Give back the records below exactly, every one, with no pictures.

[PROVIDED ENTRIES — start]

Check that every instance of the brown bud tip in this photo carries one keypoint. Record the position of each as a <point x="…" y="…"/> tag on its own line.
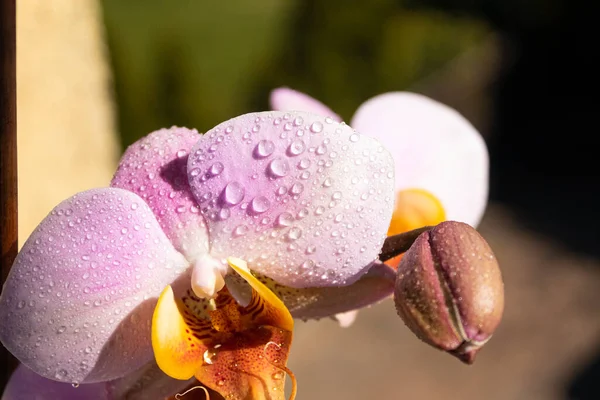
<point x="449" y="289"/>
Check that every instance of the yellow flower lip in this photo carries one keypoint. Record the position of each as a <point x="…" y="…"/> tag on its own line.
<point x="238" y="351"/>
<point x="414" y="209"/>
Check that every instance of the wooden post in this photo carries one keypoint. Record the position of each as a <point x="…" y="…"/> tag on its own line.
<point x="8" y="156"/>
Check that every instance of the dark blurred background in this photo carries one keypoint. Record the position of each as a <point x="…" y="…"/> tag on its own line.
<point x="524" y="72"/>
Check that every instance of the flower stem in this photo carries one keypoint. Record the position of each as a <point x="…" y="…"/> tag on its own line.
<point x="398" y="244"/>
<point x="8" y="156"/>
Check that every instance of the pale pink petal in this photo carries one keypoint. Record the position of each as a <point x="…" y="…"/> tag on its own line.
<point x="322" y="302"/>
<point x="305" y="200"/>
<point x="346" y="319"/>
<point x="435" y="148"/>
<point x="155" y="168"/>
<point x="24" y="384"/>
<point x="149" y="382"/>
<point x="315" y="303"/>
<point x="286" y="99"/>
<point x="79" y="298"/>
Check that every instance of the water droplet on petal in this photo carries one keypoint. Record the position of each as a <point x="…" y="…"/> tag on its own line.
<point x="260" y="204"/>
<point x="285" y="219"/>
<point x="316" y="127"/>
<point x="241" y="230"/>
<point x="279" y="167"/>
<point x="234" y="193"/>
<point x="304" y="163"/>
<point x="216" y="168"/>
<point x="294" y="233"/>
<point x="296" y="147"/>
<point x="297" y="188"/>
<point x="264" y="148"/>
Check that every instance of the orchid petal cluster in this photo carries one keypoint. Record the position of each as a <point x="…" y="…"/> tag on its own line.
<point x="193" y="263"/>
<point x="441" y="161"/>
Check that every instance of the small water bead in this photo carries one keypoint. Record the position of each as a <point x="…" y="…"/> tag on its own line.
<point x="316" y="127"/>
<point x="260" y="204"/>
<point x="294" y="233"/>
<point x="297" y="188"/>
<point x="234" y="193"/>
<point x="224" y="213"/>
<point x="264" y="148"/>
<point x="285" y="219"/>
<point x="305" y="175"/>
<point x="304" y="163"/>
<point x="279" y="167"/>
<point x="241" y="230"/>
<point x="216" y="169"/>
<point x="302" y="213"/>
<point x="321" y="149"/>
<point x="297" y="147"/>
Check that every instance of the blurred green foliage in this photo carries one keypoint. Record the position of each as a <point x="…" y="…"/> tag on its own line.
<point x="196" y="63"/>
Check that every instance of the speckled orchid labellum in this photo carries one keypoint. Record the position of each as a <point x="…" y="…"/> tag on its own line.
<point x="194" y="262"/>
<point x="449" y="289"/>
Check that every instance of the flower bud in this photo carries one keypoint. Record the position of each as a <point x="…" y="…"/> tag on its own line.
<point x="449" y="290"/>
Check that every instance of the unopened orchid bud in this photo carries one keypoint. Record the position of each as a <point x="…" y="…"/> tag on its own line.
<point x="449" y="289"/>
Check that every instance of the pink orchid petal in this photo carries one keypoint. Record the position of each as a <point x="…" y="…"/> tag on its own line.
<point x="24" y="384"/>
<point x="149" y="382"/>
<point x="146" y="383"/>
<point x="285" y="99"/>
<point x="79" y="298"/>
<point x="435" y="148"/>
<point x="315" y="303"/>
<point x="155" y="168"/>
<point x="305" y="200"/>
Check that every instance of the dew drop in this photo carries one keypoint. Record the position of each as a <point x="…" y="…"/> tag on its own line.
<point x="264" y="148"/>
<point x="316" y="127"/>
<point x="294" y="233"/>
<point x="241" y="230"/>
<point x="285" y="219"/>
<point x="260" y="204"/>
<point x="297" y="188"/>
<point x="279" y="167"/>
<point x="224" y="213"/>
<point x="234" y="193"/>
<point x="297" y="147"/>
<point x="216" y="168"/>
<point x="304" y="163"/>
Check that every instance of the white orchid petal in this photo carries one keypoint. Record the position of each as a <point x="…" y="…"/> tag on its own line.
<point x="79" y="298"/>
<point x="434" y="147"/>
<point x="305" y="200"/>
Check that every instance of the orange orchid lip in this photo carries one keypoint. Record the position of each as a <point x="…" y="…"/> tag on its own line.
<point x="238" y="351"/>
<point x="415" y="208"/>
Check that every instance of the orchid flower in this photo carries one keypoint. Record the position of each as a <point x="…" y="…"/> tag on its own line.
<point x="441" y="160"/>
<point x="198" y="256"/>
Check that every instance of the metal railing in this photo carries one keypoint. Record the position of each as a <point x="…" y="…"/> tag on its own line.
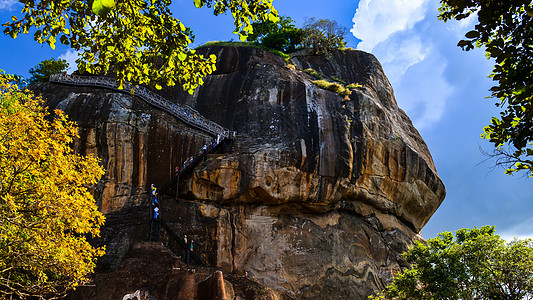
<point x="184" y="113"/>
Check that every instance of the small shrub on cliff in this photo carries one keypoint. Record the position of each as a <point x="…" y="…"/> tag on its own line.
<point x="313" y="73"/>
<point x="323" y="35"/>
<point x="353" y="85"/>
<point x="475" y="264"/>
<point x="282" y="36"/>
<point x="334" y="87"/>
<point x="42" y="72"/>
<point x="46" y="209"/>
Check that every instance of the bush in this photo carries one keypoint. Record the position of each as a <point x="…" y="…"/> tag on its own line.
<point x="313" y="73"/>
<point x="323" y="35"/>
<point x="353" y="85"/>
<point x="42" y="72"/>
<point x="334" y="87"/>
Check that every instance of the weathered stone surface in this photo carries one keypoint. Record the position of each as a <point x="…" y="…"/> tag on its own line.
<point x="298" y="143"/>
<point x="317" y="196"/>
<point x="138" y="144"/>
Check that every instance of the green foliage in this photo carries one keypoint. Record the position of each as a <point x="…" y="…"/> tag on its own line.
<point x="505" y="31"/>
<point x="140" y="40"/>
<point x="282" y="36"/>
<point x="245" y="44"/>
<point x="46" y="209"/>
<point x="337" y="79"/>
<point x="334" y="87"/>
<point x="323" y="35"/>
<point x="314" y="73"/>
<point x="353" y="86"/>
<point x="475" y="264"/>
<point x="42" y="72"/>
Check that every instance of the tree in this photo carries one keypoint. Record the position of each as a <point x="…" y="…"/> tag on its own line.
<point x="323" y="35"/>
<point x="283" y="35"/>
<point x="505" y="31"/>
<point x="42" y="72"/>
<point x="46" y="209"/>
<point x="475" y="264"/>
<point x="140" y="39"/>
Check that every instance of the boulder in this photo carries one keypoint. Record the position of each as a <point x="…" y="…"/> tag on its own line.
<point x="316" y="197"/>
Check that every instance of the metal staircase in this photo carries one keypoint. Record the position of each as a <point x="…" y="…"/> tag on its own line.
<point x="185" y="113"/>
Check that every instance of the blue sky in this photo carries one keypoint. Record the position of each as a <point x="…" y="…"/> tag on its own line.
<point x="442" y="89"/>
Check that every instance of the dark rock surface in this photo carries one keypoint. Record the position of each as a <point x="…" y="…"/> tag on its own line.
<point x="317" y="196"/>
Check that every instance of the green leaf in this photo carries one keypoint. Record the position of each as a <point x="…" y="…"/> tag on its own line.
<point x="472" y="34"/>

[PROVIDED ENTRIES — finish]

**FINISHED TASK**
Check that every instance of the brown bud tip in this photo carries one keypoint. Record the position of each as a <point x="…" y="…"/> tag on its own line.
<point x="449" y="289"/>
Check that every instance of the yellow flower lip in this photo carries one keypoint. Record the position of each as a <point x="…" y="…"/> tag on its own line.
<point x="238" y="351"/>
<point x="414" y="209"/>
Check that every instance of the wooden post in this photo carries one keypoint. Record the position of each as a <point x="…" y="…"/> tag on its own line.
<point x="8" y="156"/>
Check that every instance of the dark blurred background in this photo carries one keypoint. Record the position of each as a <point x="…" y="…"/> tag on its own line.
<point x="524" y="72"/>
Check that every instance of the flower stem in this photo carries one keypoint. Record the position of each as a <point x="…" y="…"/> tag on its own line.
<point x="398" y="244"/>
<point x="8" y="156"/>
Check that every instance of the pale pink petal in this photo carries one keypoint. Record the position of each as a <point x="…" y="…"/> tag on its own line.
<point x="322" y="302"/>
<point x="305" y="200"/>
<point x="346" y="319"/>
<point x="435" y="148"/>
<point x="155" y="168"/>
<point x="24" y="384"/>
<point x="149" y="382"/>
<point x="315" y="303"/>
<point x="286" y="99"/>
<point x="79" y="298"/>
Check that every instance of the water droplet on petal in this photo carries one keypoint. Record the position of each as a <point x="…" y="…"/> tag on its own line.
<point x="260" y="204"/>
<point x="285" y="219"/>
<point x="316" y="127"/>
<point x="241" y="230"/>
<point x="279" y="167"/>
<point x="234" y="193"/>
<point x="304" y="163"/>
<point x="216" y="168"/>
<point x="294" y="233"/>
<point x="296" y="147"/>
<point x="297" y="188"/>
<point x="264" y="148"/>
Check that every instance of the orchid petal cluster in this photo carries one keypoint. Record the position of each as a <point x="…" y="…"/> tag on its own line.
<point x="193" y="263"/>
<point x="441" y="161"/>
Check that every instance of the small water bead in this photo carries one keypoint. Record the position of each as a <point x="…" y="…"/> tag on its own line.
<point x="316" y="127"/>
<point x="260" y="204"/>
<point x="294" y="233"/>
<point x="297" y="188"/>
<point x="234" y="193"/>
<point x="224" y="213"/>
<point x="264" y="148"/>
<point x="285" y="219"/>
<point x="305" y="175"/>
<point x="304" y="163"/>
<point x="279" y="167"/>
<point x="241" y="230"/>
<point x="216" y="169"/>
<point x="302" y="213"/>
<point x="321" y="149"/>
<point x="297" y="147"/>
Check that every instance of the blurred green foliage in this photo carries one keypoint. Record the position of each as a <point x="…" y="…"/> tag on its own line.
<point x="196" y="63"/>
Check that every instance of the speckled orchid labellum in this photo carries one keypoint. Record the position of each as a <point x="…" y="…"/> tag on its own line.
<point x="194" y="262"/>
<point x="449" y="289"/>
Check that every instance of the flower bud in this photo carries one keypoint. Record the position of each as a <point x="…" y="…"/> tag on its own line.
<point x="449" y="290"/>
Check that every instance of the unopened orchid bud in this photo carries one keypoint. Record the position of each as a <point x="…" y="…"/> tag on its own line.
<point x="449" y="289"/>
Check that every instance of the pink orchid petal in this photo carries one keypoint. Record the position of each as a <point x="…" y="…"/> tag on its own line.
<point x="24" y="384"/>
<point x="149" y="382"/>
<point x="146" y="383"/>
<point x="285" y="99"/>
<point x="79" y="298"/>
<point x="435" y="148"/>
<point x="315" y="303"/>
<point x="155" y="168"/>
<point x="305" y="200"/>
Check that every instance of the dew drop in this photo carries one keypoint. Record the position of each as a <point x="…" y="…"/> tag on its own line.
<point x="264" y="148"/>
<point x="316" y="127"/>
<point x="294" y="233"/>
<point x="241" y="230"/>
<point x="285" y="219"/>
<point x="260" y="204"/>
<point x="297" y="188"/>
<point x="279" y="167"/>
<point x="224" y="213"/>
<point x="234" y="193"/>
<point x="297" y="147"/>
<point x="216" y="168"/>
<point x="304" y="163"/>
Check that every instance of the white orchid petal in this photo carries one keypoint. Record the position of each as a <point x="…" y="…"/> tag on its own line.
<point x="79" y="298"/>
<point x="434" y="147"/>
<point x="305" y="200"/>
Check that every instance of the orange orchid lip in this photo carries one keypoint. Record the position of each as a <point x="…" y="…"/> tag on its own line.
<point x="238" y="351"/>
<point x="415" y="208"/>
Check that every instance of the orchid flower in this photo carries one keypoint. Record the position of each as a <point x="…" y="…"/> tag on its own line.
<point x="441" y="160"/>
<point x="198" y="256"/>
Check that every instance of the metal railing in this photo carries one keypoint. Record the position of each as a <point x="…" y="…"/> tag on its own line.
<point x="184" y="113"/>
Check that every instance of the small shrub on cliff in this photo carries one keypoint. Record the position of each as a <point x="…" y="…"/> tag on its own line.
<point x="313" y="73"/>
<point x="323" y="35"/>
<point x="353" y="85"/>
<point x="475" y="264"/>
<point x="282" y="36"/>
<point x="334" y="87"/>
<point x="42" y="72"/>
<point x="46" y="209"/>
Check that every instance of the bush in this photo carries one keypoint. Record the position of each as a <point x="…" y="…"/> tag on its own line.
<point x="313" y="73"/>
<point x="323" y="35"/>
<point x="353" y="85"/>
<point x="42" y="72"/>
<point x="334" y="87"/>
Check that every instance of the weathered stone surface in this photo carries one keypoint. Record the position of each as a <point x="…" y="…"/> tag on its own line.
<point x="298" y="143"/>
<point x="317" y="196"/>
<point x="138" y="144"/>
Check that every instance of the green foliage in this photo carries one keypoint. Record the position of each as a <point x="…" y="…"/> tag on its own line.
<point x="505" y="31"/>
<point x="140" y="40"/>
<point x="282" y="36"/>
<point x="245" y="44"/>
<point x="46" y="209"/>
<point x="337" y="79"/>
<point x="334" y="87"/>
<point x="323" y="35"/>
<point x="314" y="73"/>
<point x="353" y="86"/>
<point x="475" y="264"/>
<point x="42" y="72"/>
Check that every instance of the tree in this photo carries one keypoint. Record the position of each as a <point x="…" y="…"/> tag on its own line.
<point x="323" y="35"/>
<point x="283" y="35"/>
<point x="505" y="31"/>
<point x="42" y="72"/>
<point x="46" y="209"/>
<point x="475" y="264"/>
<point x="140" y="39"/>
Check that every instance of the boulder in this photo carries one keypoint. Record the position of each as a <point x="…" y="…"/> tag on its own line.
<point x="316" y="197"/>
Check that every instance of the metal staircase in this photo carries one keypoint. Record the position of each as a <point x="…" y="…"/> tag on its own line.
<point x="185" y="113"/>
Check that every instance of the blue sky in this photo carries one keypoint. Record the position of each as a <point x="…" y="…"/> tag on its own line.
<point x="442" y="89"/>
Check that every instance of the dark rock surface in this photo carries one keypoint. Record the position of each as a <point x="…" y="…"/> tag on its own line.
<point x="317" y="196"/>
Check that every instance of the green leaf in this photo carries one keypoint. Record the position of each as a <point x="…" y="…"/> tag on its own line.
<point x="472" y="34"/>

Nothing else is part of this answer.